What to produce:
Locate each line in the rows below that contains the string "target", and copy those lines out. Treat uppercase and lowercase letters as different.

Data for this exercise:
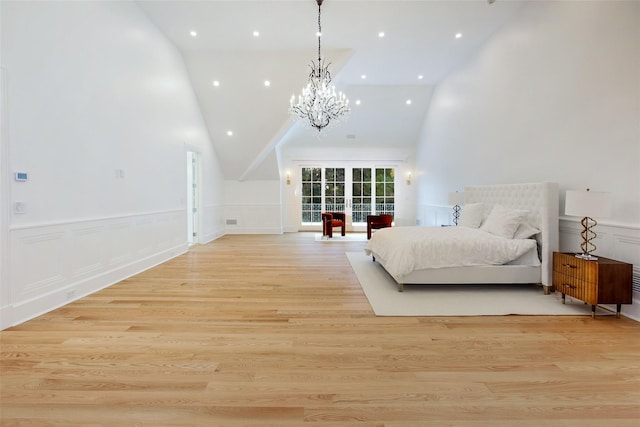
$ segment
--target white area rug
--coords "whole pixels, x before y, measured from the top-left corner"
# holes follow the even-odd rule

==

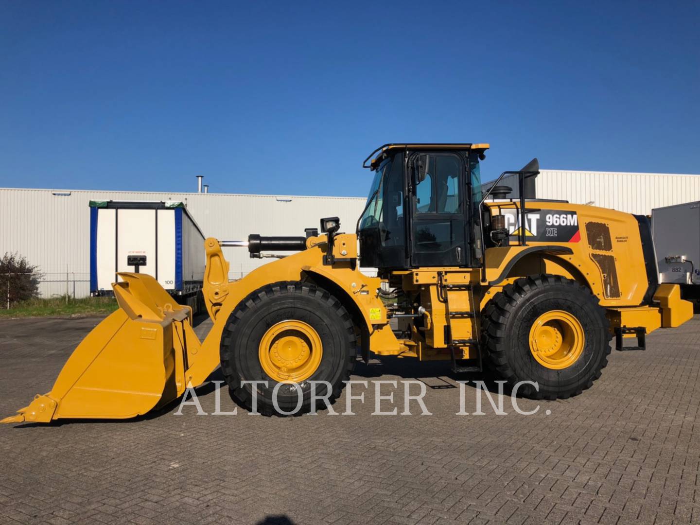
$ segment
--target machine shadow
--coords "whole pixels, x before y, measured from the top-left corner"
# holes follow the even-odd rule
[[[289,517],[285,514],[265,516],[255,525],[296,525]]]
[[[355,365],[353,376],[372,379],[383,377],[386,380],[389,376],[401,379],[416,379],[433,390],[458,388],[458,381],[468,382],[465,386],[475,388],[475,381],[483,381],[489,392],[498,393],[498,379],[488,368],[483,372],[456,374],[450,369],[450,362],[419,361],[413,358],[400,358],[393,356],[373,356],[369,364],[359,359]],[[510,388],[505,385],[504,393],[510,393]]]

* * *

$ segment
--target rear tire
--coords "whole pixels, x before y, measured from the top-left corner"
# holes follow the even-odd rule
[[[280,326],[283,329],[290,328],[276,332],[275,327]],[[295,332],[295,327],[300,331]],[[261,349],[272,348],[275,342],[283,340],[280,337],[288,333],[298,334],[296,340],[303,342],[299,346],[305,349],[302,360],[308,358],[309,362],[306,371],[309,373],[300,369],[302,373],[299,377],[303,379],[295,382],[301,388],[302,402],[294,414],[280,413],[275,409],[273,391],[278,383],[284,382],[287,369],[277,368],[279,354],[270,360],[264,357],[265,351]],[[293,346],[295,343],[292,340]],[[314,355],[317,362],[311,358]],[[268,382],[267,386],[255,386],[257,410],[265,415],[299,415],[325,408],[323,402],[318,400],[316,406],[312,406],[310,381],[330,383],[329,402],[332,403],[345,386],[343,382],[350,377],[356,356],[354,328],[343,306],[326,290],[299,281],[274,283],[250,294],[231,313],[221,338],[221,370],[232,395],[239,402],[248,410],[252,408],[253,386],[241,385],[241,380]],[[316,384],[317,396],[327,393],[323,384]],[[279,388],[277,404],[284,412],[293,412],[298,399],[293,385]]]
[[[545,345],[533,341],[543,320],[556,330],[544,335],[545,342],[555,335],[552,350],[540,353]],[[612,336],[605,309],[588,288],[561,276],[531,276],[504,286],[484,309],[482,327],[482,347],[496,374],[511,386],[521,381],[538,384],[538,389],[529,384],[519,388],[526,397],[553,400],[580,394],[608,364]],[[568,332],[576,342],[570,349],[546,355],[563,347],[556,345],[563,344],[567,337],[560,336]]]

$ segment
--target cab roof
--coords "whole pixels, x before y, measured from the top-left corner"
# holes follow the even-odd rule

Result of the exercise:
--target white area rug
--target machine shadow
--target rear tire
--target cab roof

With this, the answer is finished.